## ITEMS
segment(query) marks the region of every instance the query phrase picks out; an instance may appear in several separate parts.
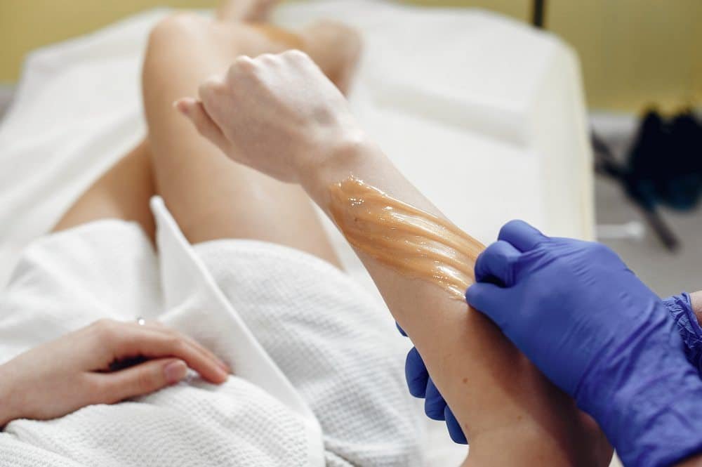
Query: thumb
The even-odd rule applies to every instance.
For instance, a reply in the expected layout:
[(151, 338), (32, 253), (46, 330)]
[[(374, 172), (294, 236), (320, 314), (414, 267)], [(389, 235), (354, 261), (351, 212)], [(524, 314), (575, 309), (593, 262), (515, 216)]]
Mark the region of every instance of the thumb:
[(173, 107), (185, 115), (194, 125), (198, 133), (226, 152), (229, 147), (227, 137), (214, 120), (210, 117), (199, 100), (192, 98), (183, 98), (173, 103)]
[(100, 375), (105, 379), (100, 389), (103, 402), (118, 402), (157, 391), (183, 380), (187, 365), (176, 358), (148, 360), (114, 373)]
[(465, 291), (465, 301), (473, 308), (487, 315), (507, 334), (506, 328), (512, 317), (510, 312), (513, 305), (509, 303), (506, 294), (505, 289), (494, 284), (476, 282)]

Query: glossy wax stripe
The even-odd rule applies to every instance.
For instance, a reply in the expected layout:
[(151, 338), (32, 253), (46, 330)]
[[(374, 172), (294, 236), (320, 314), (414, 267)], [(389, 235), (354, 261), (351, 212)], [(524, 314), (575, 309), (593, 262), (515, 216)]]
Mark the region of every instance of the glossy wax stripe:
[(400, 274), (432, 282), (464, 301), (484, 249), (448, 221), (354, 177), (329, 187), (329, 211), (349, 243)]

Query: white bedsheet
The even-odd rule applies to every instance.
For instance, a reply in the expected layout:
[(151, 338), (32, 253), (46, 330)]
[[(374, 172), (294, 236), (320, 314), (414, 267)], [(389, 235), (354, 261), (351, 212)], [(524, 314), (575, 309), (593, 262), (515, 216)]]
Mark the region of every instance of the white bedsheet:
[[(0, 285), (22, 247), (145, 134), (139, 69), (145, 13), (33, 53), (0, 126)], [(591, 154), (577, 60), (549, 34), (479, 10), (338, 0), (284, 5), (296, 27), (336, 18), (366, 53), (352, 96), (364, 126), (405, 175), (483, 242), (521, 218), (592, 236)], [(347, 268), (369, 278), (326, 223)], [(372, 286), (371, 286), (372, 287)], [(464, 453), (441, 423), (436, 465)]]

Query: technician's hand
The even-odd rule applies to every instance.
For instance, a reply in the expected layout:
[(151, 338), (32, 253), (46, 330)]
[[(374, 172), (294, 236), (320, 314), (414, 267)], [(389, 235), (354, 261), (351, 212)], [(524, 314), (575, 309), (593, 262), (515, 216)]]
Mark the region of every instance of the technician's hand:
[(661, 299), (611, 250), (515, 221), (475, 277), (468, 303), (597, 420), (625, 465), (702, 451), (702, 381)]
[(0, 366), (0, 427), (148, 394), (182, 380), (188, 367), (215, 383), (230, 371), (194, 340), (159, 323), (102, 320)]
[[(699, 294), (697, 292), (693, 295), (698, 297)], [(684, 351), (687, 360), (702, 373), (702, 327), (693, 307), (691, 297), (689, 294), (683, 293), (663, 298), (663, 303), (677, 324), (680, 337), (685, 343)]]
[(307, 55), (237, 58), (225, 76), (176, 103), (237, 162), (287, 182), (362, 133), (346, 99)]

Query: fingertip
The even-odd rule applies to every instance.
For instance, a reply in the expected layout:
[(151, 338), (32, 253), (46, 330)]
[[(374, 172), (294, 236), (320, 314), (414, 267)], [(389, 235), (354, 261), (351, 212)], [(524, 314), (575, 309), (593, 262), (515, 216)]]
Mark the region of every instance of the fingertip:
[(461, 423), (458, 423), (458, 419), (448, 405), (444, 409), (444, 416), (446, 419), (446, 426), (449, 429), (449, 435), (451, 436), (451, 440), (458, 445), (468, 444), (468, 440), (465, 438), (463, 429), (461, 427)]
[(164, 374), (168, 384), (176, 384), (187, 375), (187, 365), (183, 360), (171, 360), (164, 367)]

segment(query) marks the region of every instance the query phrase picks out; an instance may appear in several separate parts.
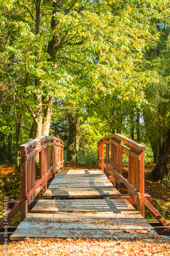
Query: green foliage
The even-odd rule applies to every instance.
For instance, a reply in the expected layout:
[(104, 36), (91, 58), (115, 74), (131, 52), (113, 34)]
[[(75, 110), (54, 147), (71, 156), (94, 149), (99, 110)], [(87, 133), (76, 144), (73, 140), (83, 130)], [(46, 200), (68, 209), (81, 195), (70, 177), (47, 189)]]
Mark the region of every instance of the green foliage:
[(77, 156), (77, 162), (82, 164), (96, 164), (97, 163), (97, 151), (96, 147), (85, 145), (79, 151)]

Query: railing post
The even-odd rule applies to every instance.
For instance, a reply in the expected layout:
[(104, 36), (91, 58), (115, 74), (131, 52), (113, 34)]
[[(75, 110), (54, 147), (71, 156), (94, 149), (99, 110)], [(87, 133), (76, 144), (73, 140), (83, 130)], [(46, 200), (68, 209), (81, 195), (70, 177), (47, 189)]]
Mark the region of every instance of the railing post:
[[(62, 161), (64, 160), (64, 143), (63, 142), (62, 147)], [(63, 162), (62, 164), (62, 168), (63, 169), (63, 166), (64, 165), (64, 162)]]
[[(109, 138), (106, 138), (106, 140), (109, 141)], [(107, 164), (109, 164), (109, 144), (106, 144), (106, 162)], [(109, 170), (108, 168), (106, 167), (106, 175), (108, 179), (109, 179)]]
[(28, 212), (28, 201), (25, 196), (28, 191), (28, 173), (27, 161), (25, 156), (27, 154), (28, 150), (21, 152), (21, 206), (20, 222), (23, 221)]
[[(98, 161), (99, 161), (100, 160), (99, 158), (99, 152), (100, 152), (100, 147), (98, 147), (97, 148), (97, 160)], [(97, 169), (99, 169), (99, 167), (100, 166), (100, 164), (99, 163), (97, 163)]]

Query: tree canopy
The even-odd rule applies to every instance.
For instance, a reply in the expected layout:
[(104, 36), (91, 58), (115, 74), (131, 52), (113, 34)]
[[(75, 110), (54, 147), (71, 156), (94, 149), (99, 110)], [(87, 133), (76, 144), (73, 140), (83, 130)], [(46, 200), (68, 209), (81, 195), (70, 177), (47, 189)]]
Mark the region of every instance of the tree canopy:
[(154, 177), (168, 176), (170, 8), (163, 0), (1, 1), (1, 160), (18, 166), (20, 144), (49, 132), (76, 161), (116, 132), (147, 143)]

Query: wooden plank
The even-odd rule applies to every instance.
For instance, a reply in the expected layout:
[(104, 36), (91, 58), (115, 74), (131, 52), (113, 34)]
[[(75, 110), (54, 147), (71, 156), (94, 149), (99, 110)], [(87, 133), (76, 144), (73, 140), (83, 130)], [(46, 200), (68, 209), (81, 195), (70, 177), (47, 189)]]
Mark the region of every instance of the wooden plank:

## WORK REQUIRED
Output the material above as a JSON list of strings, one string per line, with blank lines omitted and the pictures left out.

## ANSWER TO THE PROBLEM
[
  "segment(query) marks the region of every instance the query phrase picks out; an instance may appear in several separate parts.",
  "Query: thumb",
  "The even-odd rule applies to every instance.",
  "For instance, a reply in the expected layout:",
  "[(151, 338), (32, 253), (46, 330)]",
  "[[(374, 172), (294, 236), (320, 314), (414, 267)], [(389, 235), (354, 261), (351, 212)], [(524, 314), (575, 309), (593, 262), (515, 216)]]",
  "Mark the region of every instance of the thumb:",
  "[(173, 107), (185, 115), (194, 125), (198, 133), (226, 152), (229, 147), (227, 137), (214, 120), (210, 117), (199, 100), (192, 98), (183, 98), (173, 103)]",
  "[(100, 375), (105, 379), (100, 389), (103, 402), (118, 402), (157, 391), (183, 380), (187, 365), (176, 358), (148, 360), (114, 373)]",
  "[(465, 291), (465, 301), (473, 308), (487, 315), (507, 334), (506, 328), (512, 317), (510, 312), (513, 305), (509, 303), (506, 294), (505, 289), (494, 284), (476, 282)]",
  "Query: glossy wax stripe",
  "The even-odd rule applies to every instance.",
  "For instance, a reply in the expected layout:",
  "[(151, 338), (32, 253), (46, 330)]",
  "[[(374, 172), (294, 236), (320, 314), (414, 267)], [(389, 235), (354, 261), (351, 212)], [(524, 314), (575, 309), (593, 262), (515, 216)]]",
  "Mark the region of every instance of the glossy wax stripe:",
  "[(400, 274), (432, 282), (464, 301), (484, 249), (448, 221), (354, 177), (329, 187), (329, 211), (349, 243)]",
  "Query: white bedsheet",
  "The even-odd rule applies to every instance.",
  "For instance, a reply in the expected layout:",
  "[(151, 338), (32, 253), (46, 330)]",
  "[[(374, 172), (294, 236), (320, 314), (414, 267)], [(389, 235), (354, 261), (351, 212)], [(524, 314), (575, 309), (593, 262), (515, 216)]]",
  "Mark the region of every instance of the white bedsheet:",
  "[[(0, 285), (22, 247), (145, 134), (139, 69), (145, 13), (33, 53), (0, 126)], [(591, 154), (577, 60), (549, 34), (479, 10), (338, 0), (284, 5), (296, 27), (336, 18), (366, 53), (352, 96), (364, 126), (405, 175), (483, 242), (521, 218), (592, 236)], [(347, 268), (369, 278), (326, 223)], [(372, 286), (371, 286), (372, 287)], [(464, 453), (441, 423), (436, 465)]]",
  "Query: technician's hand",
  "The even-odd rule applies to every instance.",
  "For instance, a reply in the expected layout:",
  "[(151, 338), (32, 253), (46, 330)]",
  "[[(374, 172), (294, 236), (320, 314), (414, 267)], [(389, 235), (354, 261), (351, 212)], [(524, 314), (575, 309), (593, 262), (515, 216)]]",
  "Mark the region of every instance of the technician's hand:",
  "[(661, 299), (611, 250), (515, 221), (475, 277), (468, 303), (597, 420), (625, 465), (702, 451), (702, 381)]",
  "[(0, 366), (0, 427), (148, 394), (182, 380), (188, 367), (215, 383), (230, 371), (194, 340), (159, 323), (102, 320)]",
  "[[(699, 294), (697, 292), (693, 295), (698, 297)], [(684, 351), (687, 360), (702, 373), (702, 327), (693, 307), (691, 297), (689, 294), (683, 293), (663, 298), (663, 303), (677, 324), (680, 337), (685, 343)]]",
  "[(307, 55), (237, 58), (225, 76), (176, 103), (237, 162), (287, 182), (362, 133), (346, 99)]",
  "Query: fingertip",
  "The even-odd rule applies to every instance.",
  "For instance, a reply in the expected layout:",
  "[(151, 338), (32, 253), (46, 330)]",
  "[[(374, 172), (294, 236), (320, 314), (414, 267)], [(389, 235), (354, 261), (351, 212)], [(524, 314), (575, 309), (593, 262), (515, 216)]]",
  "Mark the region of every instance of the fingertip:",
  "[(461, 423), (458, 423), (458, 419), (448, 405), (444, 409), (444, 416), (446, 419), (446, 426), (449, 429), (449, 435), (451, 436), (451, 440), (458, 445), (468, 444), (468, 440), (465, 438), (463, 429), (461, 427)]",
  "[(164, 374), (168, 384), (176, 384), (187, 375), (187, 365), (183, 360), (171, 360), (164, 367)]",
  "segment(query) marks the region of every instance the query phrase picks out; an instance may appear in several separate parts.",
  "Query: green foliage",
  "The even-odd rule applies to every instance.",
  "For instance, a reply in the expected layout:",
  "[(104, 36), (91, 58), (115, 74), (131, 52), (113, 34)]",
  "[[(75, 110), (54, 147), (71, 156), (94, 149), (99, 110)], [(87, 133), (76, 144), (73, 140), (83, 130)], [(46, 200), (68, 209), (81, 195), (70, 177), (47, 189)]]",
  "Mark the region of every instance of the green foliage:",
  "[(77, 156), (77, 162), (82, 164), (96, 164), (97, 163), (97, 151), (96, 147), (85, 145), (79, 151)]",
  "Query: railing post",
  "The even-odd rule applies to every instance.",
  "For instance, a reply in the expected layout:",
  "[(104, 36), (91, 58), (115, 74), (131, 52), (113, 34)]",
  "[[(75, 110), (54, 147), (71, 156), (94, 149), (99, 110)], [(87, 133), (76, 144), (73, 140), (83, 130)], [(46, 200), (68, 209), (81, 195), (70, 177), (47, 189)]]",
  "Mark the region of every instance of the railing post:",
  "[[(62, 161), (64, 160), (64, 143), (63, 142), (62, 147)], [(63, 162), (62, 164), (62, 168), (63, 169), (63, 166), (64, 165), (64, 162)]]",
  "[[(109, 138), (106, 138), (106, 140), (109, 141)], [(107, 164), (109, 164), (109, 144), (106, 144), (106, 162)], [(109, 170), (108, 168), (106, 167), (106, 175), (108, 179), (109, 179)]]",
  "[(28, 212), (28, 201), (25, 196), (28, 191), (28, 173), (27, 161), (25, 156), (27, 154), (28, 150), (21, 152), (21, 206), (20, 222), (23, 221)]",
  "[[(98, 161), (99, 161), (100, 160), (99, 158), (99, 152), (100, 152), (100, 147), (98, 147), (97, 148), (97, 160)], [(97, 169), (99, 169), (99, 167), (100, 166), (100, 164), (99, 163), (97, 163)]]",
  "Query: tree canopy",
  "The even-odd rule applies to every instance.",
  "For instance, a reply in the expected layout:",
  "[(104, 36), (91, 58), (115, 74), (131, 52), (113, 34)]",
  "[[(75, 110), (54, 147), (71, 156), (94, 149), (99, 110)], [(87, 133), (76, 144), (73, 140), (83, 130)], [(46, 200), (68, 209), (81, 195), (70, 177), (47, 189)]]",
  "Mark the region of every instance of the tree canopy:",
  "[(154, 177), (168, 176), (170, 8), (163, 0), (1, 1), (1, 160), (18, 166), (20, 144), (49, 132), (76, 161), (116, 132), (147, 143)]",
  "Query: wooden plank",
  "The even-odd rule applies to every instance.",
  "For instance, a reply in the expected layout:",
  "[(104, 36), (91, 58), (115, 74), (131, 52), (113, 34)]",
  "[[(75, 110), (54, 147), (71, 156), (94, 149), (99, 110)], [(87, 133), (76, 144), (73, 140), (83, 130)], [(46, 200), (68, 209), (81, 195), (70, 177), (47, 189)]]",
  "Mark the region of every instance of the wooden plank:"
]